GIVEN PROBLEM: Take all the material and copy it exactly.

DATA SUPPLIED:
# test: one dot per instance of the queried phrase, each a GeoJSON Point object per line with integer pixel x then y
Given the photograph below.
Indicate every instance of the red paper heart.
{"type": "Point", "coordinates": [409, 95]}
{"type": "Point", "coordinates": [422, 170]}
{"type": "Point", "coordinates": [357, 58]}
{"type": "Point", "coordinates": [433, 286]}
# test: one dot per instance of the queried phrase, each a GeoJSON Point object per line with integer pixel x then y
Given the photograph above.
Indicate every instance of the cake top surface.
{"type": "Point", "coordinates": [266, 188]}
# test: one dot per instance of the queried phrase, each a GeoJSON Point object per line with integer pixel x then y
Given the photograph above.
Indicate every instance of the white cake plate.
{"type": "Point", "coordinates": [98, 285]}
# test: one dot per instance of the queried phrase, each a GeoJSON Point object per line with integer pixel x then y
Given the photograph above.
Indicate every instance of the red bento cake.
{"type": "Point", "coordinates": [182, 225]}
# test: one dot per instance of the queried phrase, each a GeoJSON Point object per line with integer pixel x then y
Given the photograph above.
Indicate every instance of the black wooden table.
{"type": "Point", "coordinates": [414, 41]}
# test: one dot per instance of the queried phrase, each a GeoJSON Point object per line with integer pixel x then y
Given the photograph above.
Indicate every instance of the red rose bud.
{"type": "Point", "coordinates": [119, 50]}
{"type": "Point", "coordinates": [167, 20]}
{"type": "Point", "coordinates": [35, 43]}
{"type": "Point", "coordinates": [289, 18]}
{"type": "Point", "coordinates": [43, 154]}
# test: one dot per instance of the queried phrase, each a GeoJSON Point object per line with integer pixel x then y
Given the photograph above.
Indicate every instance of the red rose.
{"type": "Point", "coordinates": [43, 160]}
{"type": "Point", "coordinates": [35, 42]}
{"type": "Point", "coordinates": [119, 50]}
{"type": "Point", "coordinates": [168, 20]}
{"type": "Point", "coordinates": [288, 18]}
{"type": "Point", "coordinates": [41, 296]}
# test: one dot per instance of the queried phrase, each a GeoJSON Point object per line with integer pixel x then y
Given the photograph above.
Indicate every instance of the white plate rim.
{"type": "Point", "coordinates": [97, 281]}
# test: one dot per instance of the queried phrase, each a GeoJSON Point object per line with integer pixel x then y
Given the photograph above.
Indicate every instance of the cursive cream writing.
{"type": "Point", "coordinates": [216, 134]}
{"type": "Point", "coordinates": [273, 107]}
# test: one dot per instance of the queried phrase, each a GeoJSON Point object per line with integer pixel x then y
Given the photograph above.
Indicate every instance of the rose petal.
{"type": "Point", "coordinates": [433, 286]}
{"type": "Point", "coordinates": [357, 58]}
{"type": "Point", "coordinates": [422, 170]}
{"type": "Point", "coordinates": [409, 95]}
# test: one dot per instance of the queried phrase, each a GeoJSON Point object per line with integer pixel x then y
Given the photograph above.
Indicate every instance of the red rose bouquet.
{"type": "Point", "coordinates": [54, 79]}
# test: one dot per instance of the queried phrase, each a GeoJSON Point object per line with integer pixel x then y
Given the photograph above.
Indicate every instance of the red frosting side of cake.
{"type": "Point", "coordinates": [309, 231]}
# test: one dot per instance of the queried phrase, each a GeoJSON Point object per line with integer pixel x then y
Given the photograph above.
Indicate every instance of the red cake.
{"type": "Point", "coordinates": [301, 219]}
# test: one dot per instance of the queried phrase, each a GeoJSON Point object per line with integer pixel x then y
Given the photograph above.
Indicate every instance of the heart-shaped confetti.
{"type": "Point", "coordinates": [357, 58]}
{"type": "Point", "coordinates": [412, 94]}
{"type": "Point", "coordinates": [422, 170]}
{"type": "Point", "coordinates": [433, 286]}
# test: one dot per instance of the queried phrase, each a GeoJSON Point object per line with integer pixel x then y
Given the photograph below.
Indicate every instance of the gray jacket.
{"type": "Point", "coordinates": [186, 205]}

OUTPUT:
# test: one dot per instance of the queried phrase, each a GeoJSON Point object per line with integer pixel x then y
Given the photograph below.
Indicate every instance of the red paper heart.
{"type": "Point", "coordinates": [409, 95]}
{"type": "Point", "coordinates": [422, 170]}
{"type": "Point", "coordinates": [357, 58]}
{"type": "Point", "coordinates": [433, 286]}
# test: one dot per instance of the queried phrase, each a GeoJSON Point object per line with integer pixel x then y
Given the photograph above.
Indicate every instance of the cake top surface.
{"type": "Point", "coordinates": [266, 188]}
# test: one dot per instance of the queried phrase, each a GeoJSON Point object per line with integer pixel x then y
Given the photograph above.
Indicate every instance of the white cake plate.
{"type": "Point", "coordinates": [98, 285]}
# test: one dot per instance of the queried phrase, each a GeoJSON Point object per line with integer pixel x then y
Given the photograph above.
Indicate every instance of the red bento cake.
{"type": "Point", "coordinates": [182, 225]}
# test: one dot per instance of the queried phrase, each a GeoJSON Point object per line with integer pixel x then y
Given the photograph above.
Indicate every instance of the black wooden table.
{"type": "Point", "coordinates": [414, 41]}
# test: one dot per instance of the queried phrase, each a GeoJSON Point object per line with integer pixel x then y
Given the photograph above.
Indicate every instance of the red rose bud.
{"type": "Point", "coordinates": [119, 50]}
{"type": "Point", "coordinates": [167, 20]}
{"type": "Point", "coordinates": [35, 43]}
{"type": "Point", "coordinates": [289, 18]}
{"type": "Point", "coordinates": [43, 154]}
# test: one dot per instance of the queried phrase, each a GeoJSON Point object per line with integer pixel x then y
Given the photograph above.
Indicate every instance of the red rose.
{"type": "Point", "coordinates": [43, 160]}
{"type": "Point", "coordinates": [35, 42]}
{"type": "Point", "coordinates": [119, 50]}
{"type": "Point", "coordinates": [168, 20]}
{"type": "Point", "coordinates": [288, 18]}
{"type": "Point", "coordinates": [41, 296]}
# test: one dot per instance of the queried phrase, each a GeoJSON Point object per line with integer pixel x then y
Given the photograph above.
Indicate every instance of the white plate rim.
{"type": "Point", "coordinates": [97, 281]}
# test: one dot per instance of the queried phrase, each a GeoJSON Point object per line with integer pixel x then y
Given the photograph above.
Indicate every instance of the cursive cream writing.
{"type": "Point", "coordinates": [216, 134]}
{"type": "Point", "coordinates": [273, 107]}
# test: one dot per instance of the queried phrase, each a GeoJSON Point object per line with integer pixel x then y
Given the photograph above.
Indicate every instance of the rose petal.
{"type": "Point", "coordinates": [433, 286]}
{"type": "Point", "coordinates": [357, 58]}
{"type": "Point", "coordinates": [422, 170]}
{"type": "Point", "coordinates": [409, 95]}
# test: one dot per instance of the queried phrase, each a GeoJSON Point object per line with integer pixel x then y
Given the photograph above.
Indicate every instance of the red rose bouquet.
{"type": "Point", "coordinates": [54, 79]}
# test: one dot per instance of the queried phrase, each a GeoJSON Point object per line with integer pixel x then y
Given the photograph above.
Indicate every instance of the red frosting side of cake.
{"type": "Point", "coordinates": [309, 231]}
# test: one dot per instance of the queried phrase, each a GeoJSON Point object per line with integer pixel x then y
Given the photograph above.
Indicate every instance of the red cake.
{"type": "Point", "coordinates": [301, 219]}
# test: one dot per instance of the queried phrase, each a GeoJSON Point object per line with integer pixel x then y
Given the photograph above.
Indicate every instance of the heart-shaped confetti.
{"type": "Point", "coordinates": [357, 58]}
{"type": "Point", "coordinates": [412, 94]}
{"type": "Point", "coordinates": [422, 170]}
{"type": "Point", "coordinates": [433, 286]}
# test: one dot per instance of the queried phrase, each a GeoJSON Point object per line with integer pixel x then y
Given the photograph below.
Indicate every instance of the gray jacket.
{"type": "Point", "coordinates": [186, 205]}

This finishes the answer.